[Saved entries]
Start of Block
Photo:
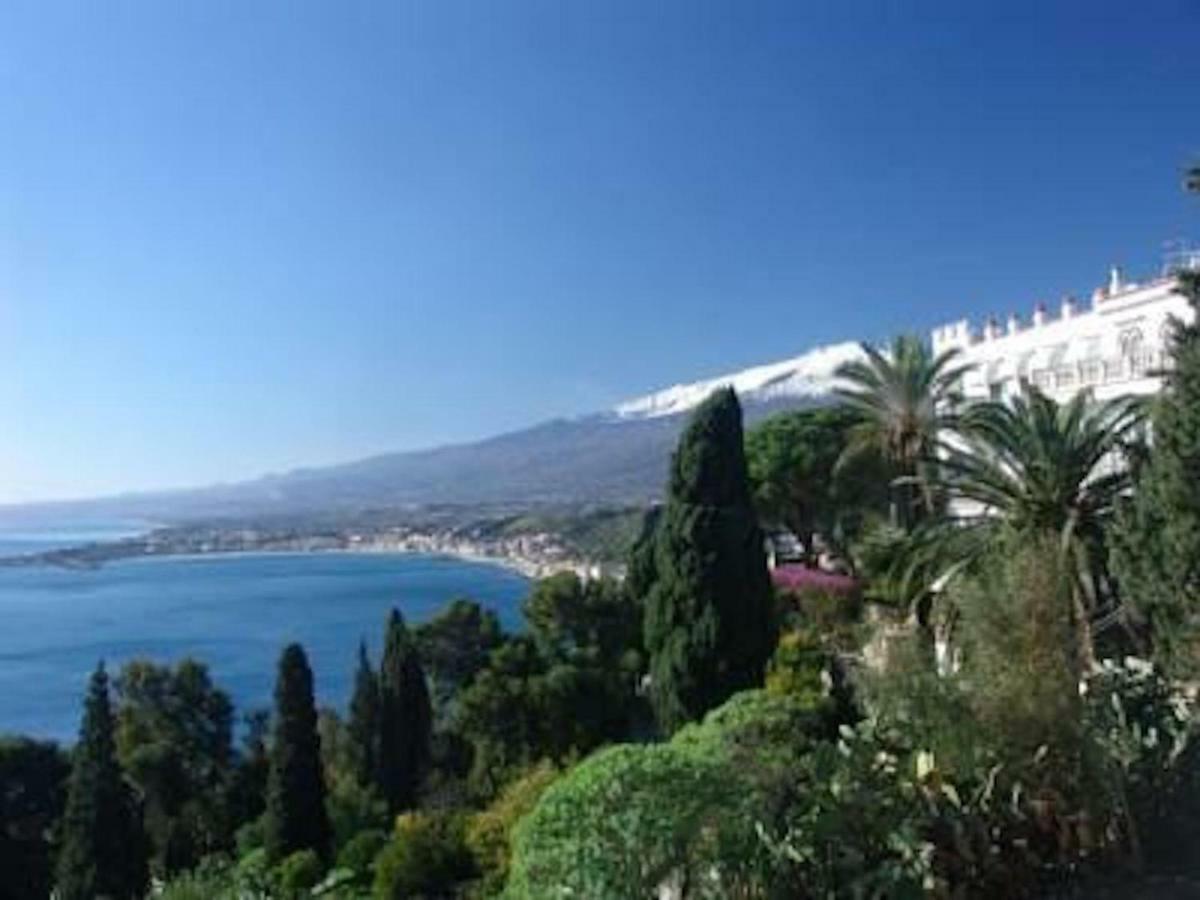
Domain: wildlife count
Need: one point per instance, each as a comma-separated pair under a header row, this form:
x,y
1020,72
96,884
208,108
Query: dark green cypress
End of Block
* **WHAT YOU HAVE TO DO**
In the records above, retype exactly the lines from the one with "Domain: wildlife count" through the last one.

* **RESPONSE**
Domain: wildlife count
Need: one point per instance, each as a comma-separated pair under a header row, this form:
x,y
1020,72
96,884
208,108
Query: dark green cypress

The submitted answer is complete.